:: Written request ::
Retype all of the data. Every line must match exactly.

________________________

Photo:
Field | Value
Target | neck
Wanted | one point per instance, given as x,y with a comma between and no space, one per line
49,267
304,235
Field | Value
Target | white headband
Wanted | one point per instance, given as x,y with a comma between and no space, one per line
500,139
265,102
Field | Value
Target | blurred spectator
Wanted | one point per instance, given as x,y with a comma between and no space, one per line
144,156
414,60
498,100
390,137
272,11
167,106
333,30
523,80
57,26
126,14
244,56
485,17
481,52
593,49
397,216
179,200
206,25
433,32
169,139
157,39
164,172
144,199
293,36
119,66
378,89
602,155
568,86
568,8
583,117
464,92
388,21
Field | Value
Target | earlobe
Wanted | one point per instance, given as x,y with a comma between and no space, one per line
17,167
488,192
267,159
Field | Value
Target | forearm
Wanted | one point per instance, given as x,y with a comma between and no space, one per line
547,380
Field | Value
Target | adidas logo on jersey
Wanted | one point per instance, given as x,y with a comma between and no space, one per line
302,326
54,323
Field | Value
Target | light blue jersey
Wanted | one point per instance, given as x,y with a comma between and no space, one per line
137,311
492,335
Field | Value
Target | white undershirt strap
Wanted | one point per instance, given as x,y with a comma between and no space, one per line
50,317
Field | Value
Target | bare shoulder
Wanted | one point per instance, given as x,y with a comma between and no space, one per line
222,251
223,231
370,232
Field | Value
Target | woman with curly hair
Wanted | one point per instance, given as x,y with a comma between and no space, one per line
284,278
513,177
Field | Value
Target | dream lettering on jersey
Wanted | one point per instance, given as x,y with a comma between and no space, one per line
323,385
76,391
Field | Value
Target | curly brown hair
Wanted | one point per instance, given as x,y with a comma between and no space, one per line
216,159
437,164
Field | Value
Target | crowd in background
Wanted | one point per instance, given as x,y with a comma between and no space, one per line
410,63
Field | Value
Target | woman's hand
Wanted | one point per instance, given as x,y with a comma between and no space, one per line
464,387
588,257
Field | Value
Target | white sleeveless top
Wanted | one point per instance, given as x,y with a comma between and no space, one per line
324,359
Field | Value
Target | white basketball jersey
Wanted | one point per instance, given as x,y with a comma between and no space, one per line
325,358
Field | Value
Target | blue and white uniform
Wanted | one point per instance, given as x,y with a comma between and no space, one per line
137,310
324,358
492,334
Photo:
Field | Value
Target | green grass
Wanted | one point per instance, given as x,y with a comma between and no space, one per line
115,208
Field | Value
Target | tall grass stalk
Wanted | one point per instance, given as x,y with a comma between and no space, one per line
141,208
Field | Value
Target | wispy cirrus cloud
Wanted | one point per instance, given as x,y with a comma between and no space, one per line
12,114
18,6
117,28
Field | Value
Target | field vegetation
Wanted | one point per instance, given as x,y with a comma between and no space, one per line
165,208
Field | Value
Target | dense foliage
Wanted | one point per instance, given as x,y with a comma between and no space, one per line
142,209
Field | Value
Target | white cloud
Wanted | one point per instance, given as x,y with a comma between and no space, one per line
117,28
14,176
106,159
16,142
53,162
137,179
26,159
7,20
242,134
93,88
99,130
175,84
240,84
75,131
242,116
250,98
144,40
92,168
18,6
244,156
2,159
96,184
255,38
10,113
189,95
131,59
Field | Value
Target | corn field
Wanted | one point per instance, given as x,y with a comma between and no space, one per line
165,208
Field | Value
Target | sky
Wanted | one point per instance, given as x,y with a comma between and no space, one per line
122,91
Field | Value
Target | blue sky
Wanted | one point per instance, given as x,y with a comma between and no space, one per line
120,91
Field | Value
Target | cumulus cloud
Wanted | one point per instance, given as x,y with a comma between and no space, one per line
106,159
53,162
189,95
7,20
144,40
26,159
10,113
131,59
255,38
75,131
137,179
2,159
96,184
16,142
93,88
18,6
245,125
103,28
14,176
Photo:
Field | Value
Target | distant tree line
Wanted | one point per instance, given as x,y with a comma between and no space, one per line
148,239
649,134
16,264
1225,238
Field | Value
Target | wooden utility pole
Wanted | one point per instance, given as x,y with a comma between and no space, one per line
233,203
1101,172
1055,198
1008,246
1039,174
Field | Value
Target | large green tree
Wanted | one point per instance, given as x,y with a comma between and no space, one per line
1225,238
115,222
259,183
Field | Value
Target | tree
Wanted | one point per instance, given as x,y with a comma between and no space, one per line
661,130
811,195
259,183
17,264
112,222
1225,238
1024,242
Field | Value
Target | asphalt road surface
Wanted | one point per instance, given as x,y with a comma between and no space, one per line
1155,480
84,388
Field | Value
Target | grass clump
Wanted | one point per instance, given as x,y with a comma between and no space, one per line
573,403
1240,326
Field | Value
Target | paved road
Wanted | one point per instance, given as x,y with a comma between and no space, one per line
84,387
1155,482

________________________

:: Exercise solution ::
Photo:
Field | Value
Target | neck
Wanted | one point per instance, given as x,y with a comma between and no space, one per line
49,267
304,235
Field | Value
Target | white headband
Wanted | one point per instance, given as x,y with a comma between and no space, one per line
500,139
265,102
Field | Value
Target | blurred spectator
Wanted | one point per instance, given as x,y with a comma between and no space, one per line
144,156
414,60
498,100
390,137
272,11
167,106
333,30
523,80
57,26
126,14
244,56
485,17
481,52
593,49
397,216
179,200
206,25
433,32
169,139
157,39
164,172
144,199
293,36
119,66
378,89
602,155
568,86
568,8
583,117
464,92
388,21
Field | Value
Target | earlobe
Wanted | one point per instance, given as x,y with a comma between and no space, one per line
17,167
488,192
267,159
Field | Value
Target | forearm
Wanted | one point per instance, given as x,y with a comma between and no space, one per line
547,380
Field | Value
Target | adidas logo on jersey
Wanted | one point per instance, given as x,y with a comma between and no space, one per line
302,326
54,323
Field | Value
Target | light blue jersey
Wanted | one point per instance, given as x,y with a comma between and no space, one per line
137,311
492,335
Field | Value
Target | white undershirt strap
Wanted | one point per instance, given as x,y with a comma between and no space, one per line
50,317
Field | Value
Target | bare shoulder
Wanted | one point per instance, given as x,y with a comma between and no space, one per line
222,251
223,231
370,232
Field | Value
Target | woman with curly hair
Wanted | one point per instance, given as x,y with a comma between and no space, one per line
284,278
513,177
Field | Value
Target | dream lettering on jersey
Wanted | one point per instance, given as x,y with a comma between and no space, one per line
323,385
76,391
Field | Value
Target | curly brown hair
Wanted | one point per instance, given as x,y with a comma between and no space, one per line
216,159
437,164
Field | Value
Target | crowd in background
Wanted | one point per instance, given as x,y with a comma between and no space, one per line
410,63
Field | Value
Target | woman's hand
Wanted | one point per instance, given as x,y with a comma between and no space, one per line
464,387
588,257
Field | Value
Target | white sleeveless top
Wanted | one point per instance, given as x,y with a comma between and no space, one per line
324,359
Field | Value
Target | white basketball jersey
Wanted | one point per instance, given as x,y with a comma between and no space, one per line
325,358
Field | Value
Target | blue and white uniform
Wanted | one point per instance, given as x,y with a comma between and no space, one per line
137,310
324,358
492,334
Photo:
Field | Value
Target | green grass
Wanted | one point per instance, given as x,y with a comma between and no space, one per line
115,208
Field | Value
Target | tall grass stalk
Wanted | one point per instance, given as x,y with a comma between and no space, one per line
141,208
Field | Value
Target | wispy cirrus cloud
Wanted | one point per instance, given as x,y with a comma between and no space, one per line
12,114
18,6
117,28
Field | Value
Target | field vegetation
Wanted | one point per instance, given as x,y with a comma between and no space, one per line
165,208
Field | Value
Target | dense foliage
Wanted | one point per instance, given as x,y with a comma between and no space, one per line
142,209
Field | Value
Target | white cloud
Wanted | one point per instance, given as x,y with a comma between and no space, one per line
117,28
14,176
106,159
16,142
53,162
137,179
26,159
7,20
242,134
93,88
99,130
175,84
240,84
75,131
242,116
250,98
144,40
92,168
18,6
244,156
2,159
96,184
255,38
10,113
189,95
131,59
Field | Value
Target | corn field
Wanted | one point per instance, given as x,y with a comma between and no space, one per line
165,208
Field | Value
Target | sky
Wanted | one point per instance, given as x,y with a comma between and no space, one per line
122,91
Field | Value
Target | blue sky
Wanted | one point per instance, given as x,y with a comma between and no space, one per line
120,91
Field | Value
Target | cumulus cloud
Wanted | one point per instance, given as x,y with a comma between and no space, one per line
106,159
53,162
189,95
7,20
144,40
26,159
10,113
131,59
255,38
75,131
137,179
2,159
96,184
16,142
93,88
18,6
245,125
103,28
14,176
Photo:
Field | Value
Target | distant tree line
Wanted | one point per instance, given as x,y with a comma between and no space, one per line
148,239
649,134
16,264
1225,238
Field | Value
Target | wooden utility pole
Wanted | one point per instance, given as x,y with a comma between and no space, one per line
233,203
1101,172
1055,198
1008,246
1039,174
Field | Value
Target | large green tree
Wanted | one point per instance, given as x,y with a comma between and no space, one per line
1225,238
115,222
259,183
Field | Value
Target | tree
Wanted | one point per instance, given as x,y with a comma between and no space, one per line
661,130
811,195
259,183
17,264
112,222
1225,238
1024,242
Field | Value
Target | asphalt road surface
Wanted | one point per instance, given as x,y with a comma between and no space, one per line
1155,480
84,388
Field | Value
Target | grass clump
Wanted | one point per instance, given as x,y with a comma between and no space, one per line
573,403
1240,326
Field | Value
Target | paved road
Wanted | one point per instance, given as x,y with a comma between and no space, one per line
84,387
1155,482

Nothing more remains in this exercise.